[Source text]
◇ ◇ ◇ ◇
# In ear monitor system for band



## Samer

So currently we have 4 band members, (singer / guitars (x2) / bass) 

Its hard for us to hear each other during practice because of the volume, is there a a good in ear monitor system we can use when we practice so that we can hear everything. 

Something that would work for both practice and a live environment preferably, thanks alot guys!


----------



## Randy

+1 to this

I've been wanting to get my hands on in-ear monitors but the price difference between el cheapo and something better is HUGE. 

One thing I know for sure, though, is that a good pair of in-ear headphones on the end of your receiver makes a huge difference (check dB and frequency response range). I mention this, because 90% of the bad reviews you read can be traced to the shitty pair of headphones they put in the 'rock bottom' and 'low-end-of-the-average' sets that you buy. There's no sense spending another $300 on a full set just because it has better headphones, when you can probably find a similarly better pair for $20-$30.
◇ ◇ ◇ ◇
Rewrite the forum thread on in-ear monitors, beginning at the words that have "Something that would" and stopping after "pair for $20-$30.", with "headphones" replaced by "earbuds" each time it appears. The rows below have nothing to do with the forum thread on in-ear monitors.
◇ ◇ ◇ ◇
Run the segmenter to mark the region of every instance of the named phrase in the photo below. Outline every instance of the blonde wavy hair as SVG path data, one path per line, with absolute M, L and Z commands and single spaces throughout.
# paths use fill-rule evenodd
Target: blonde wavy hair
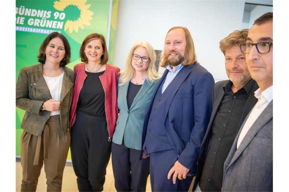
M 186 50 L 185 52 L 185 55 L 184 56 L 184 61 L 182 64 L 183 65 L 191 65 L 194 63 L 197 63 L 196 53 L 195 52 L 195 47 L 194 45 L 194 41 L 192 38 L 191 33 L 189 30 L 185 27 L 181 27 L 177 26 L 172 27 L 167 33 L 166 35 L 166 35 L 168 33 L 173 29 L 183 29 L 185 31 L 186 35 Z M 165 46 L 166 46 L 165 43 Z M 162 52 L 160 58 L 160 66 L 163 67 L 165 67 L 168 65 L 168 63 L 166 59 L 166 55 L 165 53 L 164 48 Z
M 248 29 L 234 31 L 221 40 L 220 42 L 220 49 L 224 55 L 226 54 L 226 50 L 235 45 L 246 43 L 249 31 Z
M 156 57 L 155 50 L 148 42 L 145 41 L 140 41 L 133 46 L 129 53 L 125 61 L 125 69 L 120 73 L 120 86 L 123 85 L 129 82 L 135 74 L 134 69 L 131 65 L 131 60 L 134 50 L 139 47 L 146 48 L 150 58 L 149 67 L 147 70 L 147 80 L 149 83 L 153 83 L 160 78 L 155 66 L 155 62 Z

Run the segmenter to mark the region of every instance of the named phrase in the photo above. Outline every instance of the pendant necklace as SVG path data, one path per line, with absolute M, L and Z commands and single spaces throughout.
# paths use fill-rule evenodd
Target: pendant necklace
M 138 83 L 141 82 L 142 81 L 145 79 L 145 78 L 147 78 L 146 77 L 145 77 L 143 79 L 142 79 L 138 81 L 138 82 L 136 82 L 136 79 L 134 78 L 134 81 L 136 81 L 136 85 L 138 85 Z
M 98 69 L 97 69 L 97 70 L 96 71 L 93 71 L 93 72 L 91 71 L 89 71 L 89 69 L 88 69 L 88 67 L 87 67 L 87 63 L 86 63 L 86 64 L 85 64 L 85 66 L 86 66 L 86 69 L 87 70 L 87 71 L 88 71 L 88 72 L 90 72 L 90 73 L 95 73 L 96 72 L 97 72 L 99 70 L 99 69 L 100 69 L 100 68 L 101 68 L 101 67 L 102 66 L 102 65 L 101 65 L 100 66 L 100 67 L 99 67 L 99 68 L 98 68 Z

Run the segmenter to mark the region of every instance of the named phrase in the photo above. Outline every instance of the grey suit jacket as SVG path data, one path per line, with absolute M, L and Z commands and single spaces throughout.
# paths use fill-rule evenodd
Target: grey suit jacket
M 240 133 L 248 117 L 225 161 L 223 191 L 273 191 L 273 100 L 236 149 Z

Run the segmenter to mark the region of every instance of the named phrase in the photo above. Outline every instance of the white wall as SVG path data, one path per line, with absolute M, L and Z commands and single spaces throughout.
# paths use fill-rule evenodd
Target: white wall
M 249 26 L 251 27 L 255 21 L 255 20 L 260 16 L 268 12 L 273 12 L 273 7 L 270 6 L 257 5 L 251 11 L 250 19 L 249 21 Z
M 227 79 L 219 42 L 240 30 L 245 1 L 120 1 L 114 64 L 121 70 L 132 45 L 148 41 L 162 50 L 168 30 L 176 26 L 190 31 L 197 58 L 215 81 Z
◇ ◇ ◇ ◇
[Finished task]
Something that would work for both practice and a live environment preferably, thanks alot guys!


----------



## Randy

+1 to this

I've been wanting to get my hands on in-ear monitors but the price difference between el cheapo and something better is HUGE. 

One thing I know for sure, though, is that a good pair of in-ear earbuds on the end of your receiver makes a huge difference (check dB and frequency response range). I mention this, because 90% of the bad reviews you read can be traced to the shitty pair of earbuds they put in the 'rock bottom' and 'low-end-of-the-average' sets that you buy. There's no sense spending another $300 on a full set just because it has better earbuds, when you can probably find a similarly better pair for $20-$30.